- _Kaynak Metin_

Muayene kabul komisyonunu kararının delil sözleşmesi niteliğinde olması sebebiyle taraflar için bağlayıcı olduğu

 

  1. Hukuk Dairesi         2018/3764 E.  ,  2019/4446 K.
  •  

“İçtihat Metni”

Mahkemesi :Asliye Hukuk Mahkemesi

Yukarıda tarih ve numarası yazılı hükmün temyizen tetkiki davalı Milli Savunma Bakanlığı vekili tarafından istenmiş ve temyiz dilekçesinin süresi içinde verildiği anlaşılmış olmakla dosyadaki kağıtlar okundu gereği konuşulup düşünüldü:
– K A R A R –
Dava, motor test istasyonu alımı sözleşmesi başlıklı eser sözleşmesinden kaynaklanmış olup, sözleşmenin feshinin haksız olduğunun tesbiti ile sözleşme bedeli alacağının tahsili istemine ilişkindir. Mahkemece davanın kabulüne dair verilen karar, davalı vekilince temyiz edilmiştir.

[Nokta yerleştirme kayıtları]

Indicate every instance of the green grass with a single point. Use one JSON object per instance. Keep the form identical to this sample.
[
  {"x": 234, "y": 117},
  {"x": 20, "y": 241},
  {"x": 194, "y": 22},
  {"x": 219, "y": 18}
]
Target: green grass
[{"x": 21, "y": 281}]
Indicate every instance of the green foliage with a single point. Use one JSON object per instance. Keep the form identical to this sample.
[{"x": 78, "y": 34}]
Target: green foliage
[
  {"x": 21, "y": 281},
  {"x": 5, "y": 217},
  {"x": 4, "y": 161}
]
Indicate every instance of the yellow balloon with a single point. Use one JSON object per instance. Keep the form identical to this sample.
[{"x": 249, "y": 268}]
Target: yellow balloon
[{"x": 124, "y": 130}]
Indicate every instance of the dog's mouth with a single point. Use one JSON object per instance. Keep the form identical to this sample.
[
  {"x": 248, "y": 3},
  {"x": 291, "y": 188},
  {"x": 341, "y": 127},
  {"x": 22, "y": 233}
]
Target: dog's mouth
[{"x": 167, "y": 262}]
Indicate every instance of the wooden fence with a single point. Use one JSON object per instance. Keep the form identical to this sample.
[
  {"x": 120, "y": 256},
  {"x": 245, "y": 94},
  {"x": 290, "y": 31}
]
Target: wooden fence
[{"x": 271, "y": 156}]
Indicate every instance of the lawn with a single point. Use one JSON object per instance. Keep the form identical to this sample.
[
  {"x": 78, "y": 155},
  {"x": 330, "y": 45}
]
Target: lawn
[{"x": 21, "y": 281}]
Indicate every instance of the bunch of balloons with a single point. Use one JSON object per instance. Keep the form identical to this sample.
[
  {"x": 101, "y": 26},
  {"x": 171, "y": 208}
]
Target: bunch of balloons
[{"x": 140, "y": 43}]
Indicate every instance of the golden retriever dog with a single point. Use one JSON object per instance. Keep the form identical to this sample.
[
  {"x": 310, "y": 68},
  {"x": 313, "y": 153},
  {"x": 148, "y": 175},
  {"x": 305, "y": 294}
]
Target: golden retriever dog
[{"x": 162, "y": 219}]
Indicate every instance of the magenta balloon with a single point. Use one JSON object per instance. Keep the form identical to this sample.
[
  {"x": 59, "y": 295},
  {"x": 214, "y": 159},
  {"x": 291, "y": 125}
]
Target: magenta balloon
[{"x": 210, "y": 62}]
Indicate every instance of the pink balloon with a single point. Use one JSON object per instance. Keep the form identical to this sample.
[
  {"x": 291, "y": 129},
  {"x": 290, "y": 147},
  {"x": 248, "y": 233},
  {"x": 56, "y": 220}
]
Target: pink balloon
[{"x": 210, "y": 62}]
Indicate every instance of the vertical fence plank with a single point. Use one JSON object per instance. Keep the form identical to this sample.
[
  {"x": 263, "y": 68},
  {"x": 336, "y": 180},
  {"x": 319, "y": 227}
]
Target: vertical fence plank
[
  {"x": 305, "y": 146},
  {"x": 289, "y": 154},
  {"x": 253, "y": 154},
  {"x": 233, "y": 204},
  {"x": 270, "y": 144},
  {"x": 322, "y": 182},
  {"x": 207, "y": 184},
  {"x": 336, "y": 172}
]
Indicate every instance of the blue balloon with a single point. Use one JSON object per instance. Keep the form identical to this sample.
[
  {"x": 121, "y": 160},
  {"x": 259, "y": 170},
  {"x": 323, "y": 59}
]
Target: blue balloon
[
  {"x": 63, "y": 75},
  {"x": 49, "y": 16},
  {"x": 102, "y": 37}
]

- _Beklenen_
Kaynak metne göre aşağıdaki soruları cevaplayın.
(a) Temyiz edilen hükmü hangi mahkeme vermiştir?
(b) Hükmün temyizen incelenmesini kim istemiştir?
(c) Dava hangi sözleşmeden kaynaklanmıştır?

- _Yazılı Cevap_
(a) Asliye Hukuk Mahkemesi.
(b) Davalı Milli Savunma Bakanlığı vekili.
(c) Motor test istasyonu alımı sözleşmesi başlıklı eser sözleşmesinden.